## Goal of the exercise
Copy word for word everything in the records from the line containing "Detection task: determine if any flower" down to the line containing "Detection task: determine if any boneless", including both of those lines and nothing else.

--- BEGIN Raw data ---

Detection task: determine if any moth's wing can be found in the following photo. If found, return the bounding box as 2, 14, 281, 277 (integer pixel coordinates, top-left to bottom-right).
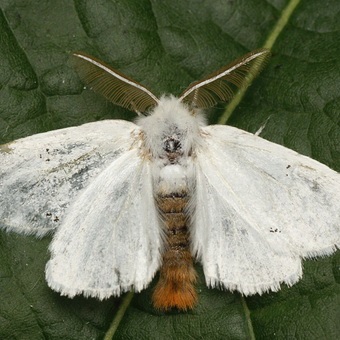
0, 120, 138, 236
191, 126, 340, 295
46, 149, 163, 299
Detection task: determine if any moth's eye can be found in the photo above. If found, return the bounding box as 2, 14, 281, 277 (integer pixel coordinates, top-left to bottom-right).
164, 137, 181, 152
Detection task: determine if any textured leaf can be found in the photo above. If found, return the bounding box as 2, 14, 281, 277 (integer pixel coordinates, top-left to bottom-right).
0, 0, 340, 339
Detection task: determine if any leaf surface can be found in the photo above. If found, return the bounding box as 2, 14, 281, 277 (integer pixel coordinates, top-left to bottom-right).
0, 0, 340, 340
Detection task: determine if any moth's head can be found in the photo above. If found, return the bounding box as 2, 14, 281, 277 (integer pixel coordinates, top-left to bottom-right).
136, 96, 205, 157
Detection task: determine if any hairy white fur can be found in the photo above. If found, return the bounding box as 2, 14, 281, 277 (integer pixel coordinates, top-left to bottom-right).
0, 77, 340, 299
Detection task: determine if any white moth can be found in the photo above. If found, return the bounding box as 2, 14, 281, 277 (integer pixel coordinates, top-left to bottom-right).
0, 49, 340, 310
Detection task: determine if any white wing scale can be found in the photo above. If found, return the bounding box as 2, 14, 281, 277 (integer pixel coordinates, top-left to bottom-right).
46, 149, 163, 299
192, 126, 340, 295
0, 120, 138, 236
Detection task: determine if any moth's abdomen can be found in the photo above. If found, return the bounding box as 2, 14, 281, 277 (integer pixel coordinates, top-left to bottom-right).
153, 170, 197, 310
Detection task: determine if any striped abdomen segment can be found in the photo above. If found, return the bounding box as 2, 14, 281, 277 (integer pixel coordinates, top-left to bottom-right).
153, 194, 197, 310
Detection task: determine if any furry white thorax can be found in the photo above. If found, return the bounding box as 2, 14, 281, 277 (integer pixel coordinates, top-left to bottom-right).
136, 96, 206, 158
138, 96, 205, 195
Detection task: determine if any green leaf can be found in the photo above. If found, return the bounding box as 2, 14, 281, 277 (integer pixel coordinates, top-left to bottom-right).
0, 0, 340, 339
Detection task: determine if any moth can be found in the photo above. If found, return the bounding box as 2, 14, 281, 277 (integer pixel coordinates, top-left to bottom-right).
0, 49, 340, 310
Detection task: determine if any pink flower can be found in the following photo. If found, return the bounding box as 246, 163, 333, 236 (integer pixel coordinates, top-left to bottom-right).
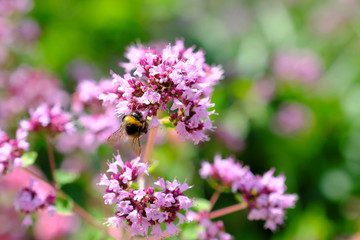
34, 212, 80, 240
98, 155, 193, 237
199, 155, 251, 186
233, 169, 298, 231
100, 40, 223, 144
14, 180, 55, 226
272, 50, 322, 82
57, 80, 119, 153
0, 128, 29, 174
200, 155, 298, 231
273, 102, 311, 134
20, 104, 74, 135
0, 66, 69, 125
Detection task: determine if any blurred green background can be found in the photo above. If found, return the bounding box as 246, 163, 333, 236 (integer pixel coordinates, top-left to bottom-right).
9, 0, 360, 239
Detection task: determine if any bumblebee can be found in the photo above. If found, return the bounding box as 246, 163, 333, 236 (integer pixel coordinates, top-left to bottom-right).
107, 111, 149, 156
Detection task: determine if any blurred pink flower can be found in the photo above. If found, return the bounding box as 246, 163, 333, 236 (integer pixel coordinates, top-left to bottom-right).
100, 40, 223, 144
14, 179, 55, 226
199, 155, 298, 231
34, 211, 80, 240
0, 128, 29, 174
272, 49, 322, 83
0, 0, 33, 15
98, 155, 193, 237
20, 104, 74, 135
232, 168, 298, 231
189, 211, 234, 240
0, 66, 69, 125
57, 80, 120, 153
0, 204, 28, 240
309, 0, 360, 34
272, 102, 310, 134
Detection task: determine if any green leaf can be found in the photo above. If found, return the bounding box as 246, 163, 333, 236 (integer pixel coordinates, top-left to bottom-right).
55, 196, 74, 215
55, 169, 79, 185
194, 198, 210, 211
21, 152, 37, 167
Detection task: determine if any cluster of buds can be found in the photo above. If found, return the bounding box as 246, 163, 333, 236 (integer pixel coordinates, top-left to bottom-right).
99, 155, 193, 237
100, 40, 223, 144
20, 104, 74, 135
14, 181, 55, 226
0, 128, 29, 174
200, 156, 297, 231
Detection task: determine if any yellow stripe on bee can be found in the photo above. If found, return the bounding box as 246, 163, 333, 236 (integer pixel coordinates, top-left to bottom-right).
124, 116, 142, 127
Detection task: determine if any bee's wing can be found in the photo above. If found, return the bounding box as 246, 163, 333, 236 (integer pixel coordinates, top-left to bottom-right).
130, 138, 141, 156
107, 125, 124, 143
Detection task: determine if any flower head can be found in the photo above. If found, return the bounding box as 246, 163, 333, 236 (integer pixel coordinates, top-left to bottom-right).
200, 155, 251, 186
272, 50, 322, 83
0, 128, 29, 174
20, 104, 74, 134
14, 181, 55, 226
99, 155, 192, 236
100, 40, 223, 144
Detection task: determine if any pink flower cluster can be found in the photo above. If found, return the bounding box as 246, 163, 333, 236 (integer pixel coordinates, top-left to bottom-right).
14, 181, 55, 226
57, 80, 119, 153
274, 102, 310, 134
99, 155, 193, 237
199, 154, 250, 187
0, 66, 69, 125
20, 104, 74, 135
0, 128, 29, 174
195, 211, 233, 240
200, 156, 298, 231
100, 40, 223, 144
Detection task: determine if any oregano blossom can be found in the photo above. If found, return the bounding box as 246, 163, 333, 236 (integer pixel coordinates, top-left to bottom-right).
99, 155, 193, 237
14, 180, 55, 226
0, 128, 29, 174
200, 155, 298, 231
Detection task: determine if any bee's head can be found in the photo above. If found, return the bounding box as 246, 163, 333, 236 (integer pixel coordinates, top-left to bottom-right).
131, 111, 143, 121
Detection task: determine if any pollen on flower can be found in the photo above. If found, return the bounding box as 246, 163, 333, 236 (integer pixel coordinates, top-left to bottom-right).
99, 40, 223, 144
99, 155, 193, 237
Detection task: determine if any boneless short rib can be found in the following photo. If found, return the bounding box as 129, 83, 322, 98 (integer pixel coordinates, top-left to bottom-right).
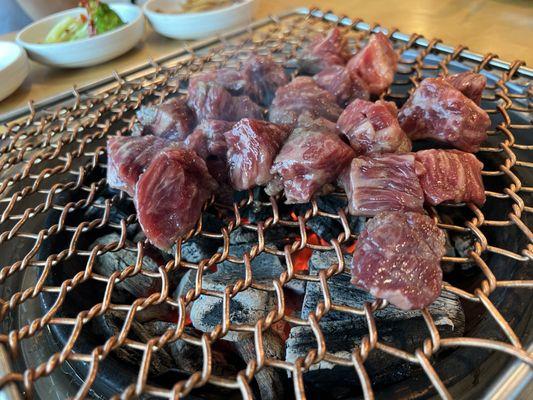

--- END Raw data ---
--- BEGIN Raw data ---

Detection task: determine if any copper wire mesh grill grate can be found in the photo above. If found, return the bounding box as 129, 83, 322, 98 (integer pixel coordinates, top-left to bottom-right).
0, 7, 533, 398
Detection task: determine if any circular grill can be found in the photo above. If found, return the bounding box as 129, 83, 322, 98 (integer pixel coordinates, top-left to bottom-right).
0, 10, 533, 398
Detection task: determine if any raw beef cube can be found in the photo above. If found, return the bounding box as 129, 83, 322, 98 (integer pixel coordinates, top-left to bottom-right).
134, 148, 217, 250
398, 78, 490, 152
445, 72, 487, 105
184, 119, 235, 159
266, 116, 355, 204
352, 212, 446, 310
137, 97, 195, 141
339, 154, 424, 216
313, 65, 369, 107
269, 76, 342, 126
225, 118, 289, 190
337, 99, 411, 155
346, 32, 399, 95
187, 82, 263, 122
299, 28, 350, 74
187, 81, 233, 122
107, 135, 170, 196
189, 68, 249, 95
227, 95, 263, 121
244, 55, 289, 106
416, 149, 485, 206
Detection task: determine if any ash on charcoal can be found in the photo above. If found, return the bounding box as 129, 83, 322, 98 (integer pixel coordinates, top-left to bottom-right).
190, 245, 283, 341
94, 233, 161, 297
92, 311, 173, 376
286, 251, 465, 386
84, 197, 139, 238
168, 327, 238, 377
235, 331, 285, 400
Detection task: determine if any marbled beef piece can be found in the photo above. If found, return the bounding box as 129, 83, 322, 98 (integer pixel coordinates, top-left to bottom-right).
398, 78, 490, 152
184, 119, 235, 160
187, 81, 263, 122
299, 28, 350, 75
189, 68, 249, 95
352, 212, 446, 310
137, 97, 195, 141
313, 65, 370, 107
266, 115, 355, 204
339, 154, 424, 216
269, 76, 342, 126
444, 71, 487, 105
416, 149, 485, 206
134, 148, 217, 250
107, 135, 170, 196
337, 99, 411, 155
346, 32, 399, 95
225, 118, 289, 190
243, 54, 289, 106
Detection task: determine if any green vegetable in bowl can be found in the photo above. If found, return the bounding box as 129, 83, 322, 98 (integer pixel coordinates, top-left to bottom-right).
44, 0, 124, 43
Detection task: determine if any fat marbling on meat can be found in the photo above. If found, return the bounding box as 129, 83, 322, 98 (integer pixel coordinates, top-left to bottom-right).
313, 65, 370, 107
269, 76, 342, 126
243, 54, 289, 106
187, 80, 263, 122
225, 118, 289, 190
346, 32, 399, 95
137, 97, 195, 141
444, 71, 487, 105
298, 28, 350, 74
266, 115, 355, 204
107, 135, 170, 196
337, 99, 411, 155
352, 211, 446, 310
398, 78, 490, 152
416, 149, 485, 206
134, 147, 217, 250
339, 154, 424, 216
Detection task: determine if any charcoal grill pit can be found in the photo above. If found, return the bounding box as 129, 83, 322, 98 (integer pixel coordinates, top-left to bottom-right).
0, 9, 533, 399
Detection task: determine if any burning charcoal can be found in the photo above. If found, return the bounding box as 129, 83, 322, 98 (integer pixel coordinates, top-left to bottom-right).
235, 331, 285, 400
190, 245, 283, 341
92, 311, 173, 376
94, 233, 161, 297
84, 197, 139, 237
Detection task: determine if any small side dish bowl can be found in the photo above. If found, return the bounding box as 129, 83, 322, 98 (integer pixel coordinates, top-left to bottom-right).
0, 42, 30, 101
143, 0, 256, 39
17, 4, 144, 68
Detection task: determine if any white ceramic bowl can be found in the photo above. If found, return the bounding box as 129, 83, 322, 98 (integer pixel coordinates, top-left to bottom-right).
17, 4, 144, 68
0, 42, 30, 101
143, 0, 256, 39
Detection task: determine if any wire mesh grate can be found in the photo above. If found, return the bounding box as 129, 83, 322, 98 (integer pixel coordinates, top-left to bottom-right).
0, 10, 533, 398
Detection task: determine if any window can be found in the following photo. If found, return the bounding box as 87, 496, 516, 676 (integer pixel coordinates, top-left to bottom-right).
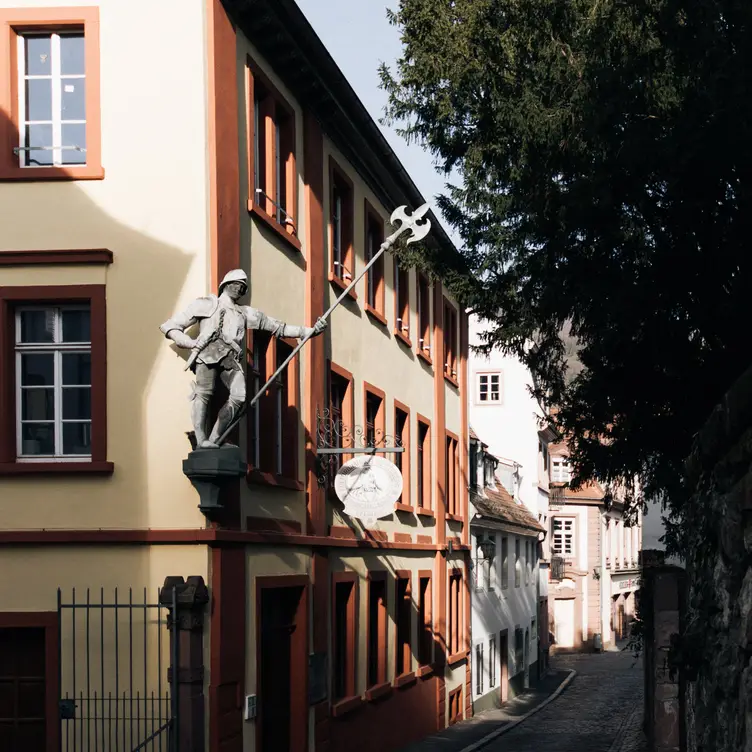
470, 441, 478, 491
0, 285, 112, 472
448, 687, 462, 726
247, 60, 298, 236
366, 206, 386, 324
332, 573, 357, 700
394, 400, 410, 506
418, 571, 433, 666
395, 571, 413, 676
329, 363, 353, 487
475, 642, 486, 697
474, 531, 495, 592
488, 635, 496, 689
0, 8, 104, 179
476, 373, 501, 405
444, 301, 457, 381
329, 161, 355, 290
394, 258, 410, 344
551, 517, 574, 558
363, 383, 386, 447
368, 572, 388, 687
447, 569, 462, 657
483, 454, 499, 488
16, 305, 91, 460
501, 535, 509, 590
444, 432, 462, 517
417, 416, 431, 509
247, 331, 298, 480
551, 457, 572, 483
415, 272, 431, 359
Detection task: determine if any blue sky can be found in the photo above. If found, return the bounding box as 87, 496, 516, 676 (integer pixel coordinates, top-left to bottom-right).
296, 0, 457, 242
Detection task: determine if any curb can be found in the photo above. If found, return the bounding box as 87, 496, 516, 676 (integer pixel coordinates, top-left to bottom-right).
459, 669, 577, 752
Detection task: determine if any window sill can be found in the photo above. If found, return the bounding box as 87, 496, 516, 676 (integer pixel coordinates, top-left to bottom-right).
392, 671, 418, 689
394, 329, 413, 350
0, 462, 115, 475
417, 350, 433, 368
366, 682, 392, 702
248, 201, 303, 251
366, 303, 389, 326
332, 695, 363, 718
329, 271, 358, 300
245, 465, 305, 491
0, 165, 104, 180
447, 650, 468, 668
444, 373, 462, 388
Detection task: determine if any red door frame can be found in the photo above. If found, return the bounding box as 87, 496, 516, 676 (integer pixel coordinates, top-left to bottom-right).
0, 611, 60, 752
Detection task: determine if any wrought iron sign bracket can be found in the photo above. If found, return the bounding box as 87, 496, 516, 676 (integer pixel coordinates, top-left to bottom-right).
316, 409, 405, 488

--- END Raw data ---

## Output of the exercise
Detection task: determine if any flower head can be found in the photo above. If found, return the bounding box as 246, 163, 333, 236 (integer pixel coordinates, top-left to bottom-right).
200, 155, 251, 186
272, 50, 322, 83
0, 128, 29, 174
20, 104, 74, 134
14, 181, 55, 226
99, 155, 192, 236
100, 40, 223, 144
Detection task: determine if any pink flower cluster can be found in the photo above. If found, return the bounding box as 246, 163, 333, 236 (integer pixel coordinates, top-left to bottom-right).
14, 181, 55, 226
57, 80, 119, 153
274, 102, 310, 134
99, 155, 193, 237
199, 154, 250, 187
0, 66, 69, 125
20, 104, 74, 135
0, 128, 29, 174
195, 211, 233, 240
200, 156, 298, 231
100, 40, 223, 144
Detection task: determine if any oregano blossom can be found in the photo above. If found, return the bounding box as 246, 163, 333, 236 (integer pixel coordinates, top-left to bottom-right).
99, 155, 193, 237
14, 180, 55, 226
0, 128, 29, 174
200, 155, 298, 231
Detection task: determine if any bee's head can be found in the photo above. If found, return the bounding box as 246, 163, 333, 236 (integer pixel coordinates, top-left to bottom-right).
131, 111, 143, 121
Detection task: determine if any pollen on flower can be found in the photo above. If found, return the bounding box as 246, 163, 333, 236 (integer pixel coordinates, top-left to bottom-right).
99, 40, 223, 144
99, 155, 193, 237
Detection task: determine if any boneless short rib can be found in the following photo. If found, return the bounding box as 129, 83, 322, 98 (integer pixel coordinates, top-left to bottom-right).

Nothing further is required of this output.